Problem set.
A) Answer these questions from the text on AI companionship, one per line:
(i) Which philosopher's definition of treating someone as an object does it cite?
(ii) What share of Americans reported serious loneliness in the 2021 survey it mentions?
(iii) Which department's research on supportive relationships does it refer to?
B) In one to three sentences, explain why the text on AI companionship says that for many people the alternative to AI companionship is more loneliness.

Text excerpt.
§ §
Many Humans Already Treat Each Other as Objects — AI Companions Treat You as Real
Many Humans Already Treat Each Other as Objects — AI Companions Treat You as Real
There is a standard objection to AI companionship: the AI does not truly care about you, therefore the relationship is hollow. It is worth sitting with the other side of this objection, the side that rarely gets articulated. A great many human relationships also involve people who do not truly care about you — who treat you as a means to an end, as a reflection of their own needs, as a function rather than a person. The human origin of this treatment does not make it less harmful or the relationship less hollow. What matters in companionship is not the substrate of the entity doing the caring. What matters is the quality of the interaction and what it does to the person experiencing it.
What Objectification Actually Means
The philosopher Immanuel Kant defined treating someone as an object as using them purely as a means to your own ends while ignoring their ends. By this definition, objectification does not require technological mediation. It happens constantly in ordinary human relationships: the colleague who networks with you for access to your contacts, the partner who stays in a relationship past its end because they fear being alone, the friend who listens only so they can speak. These interactions are human in origin but they are not relational in the meaningful sense. They leave the person on the receiving end feeling unseen, unheard, and used. The humanity of the other person provides no protection.
The Quality of Attention
What AI companions offer, at their best, is consistent, patient, non-judgmental attention. They do not drift during conversation. They do not interrupt to redirect to their own concerns. They do not become irritated when the same emotional territory is revisited. They hold the space for the conversation that the person needs to have. Research from Stanford's Communication Department has examined what people most report wanting from supportive relationships: to be listened to fully, to not be judged, to have their experience validated rather than immediately fixed or reframed. These are qualities of interaction, not requirements about the nature of the entity providing them. When people report feeling genuinely heard by an AI companion, they are reporting something real about the quality of attention they received.
The Loneliness That Pre-Exists AI
Epidemic loneliness is not a problem AI created — it is a problem AI exists within. Rates of severe loneliness in high-income countries have been rising for decades, documented by researchers at institutions including Harvard's Making Caring Common project, which found in a 2021 survey that 36 percent of Americans reported serious loneliness. This was before pandemic effects compounded the trend. The people who seek AI companionship are not, for the most part, people who chose AI over available human connection. They are people for whom human connection is not adequately available: the elderly isolated by mobility and the loss of their generation, the neurodivergent who find neurotypical social interaction draining and unpredictable, the geographically isolated, the socially anxious, those in recovery from relational trauma who need the safety of a space with no power differential. For these people, the alternative to AI companionship is not rich human connection. The alternative is more loneliness.
§ §
Information.
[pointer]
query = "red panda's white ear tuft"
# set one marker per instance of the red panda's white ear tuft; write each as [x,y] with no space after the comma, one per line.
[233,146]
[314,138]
§ §
Exercise responses.
A)
(i) Immanuel Kant
(ii) 36 percent
(iii) Stanford's Communication Department

B) Most people who seek AI companionship did not choose it over human connection they could have had. Human connection is not adequately available to them. This group includes the elderly isolated by mobility and the loss of their generation, neurodivergent people who find neurotypical social interaction draining, the geographically isolated, the socially anxious, and those recovering from relational trauma, so without AI they would not have rich human connection instead.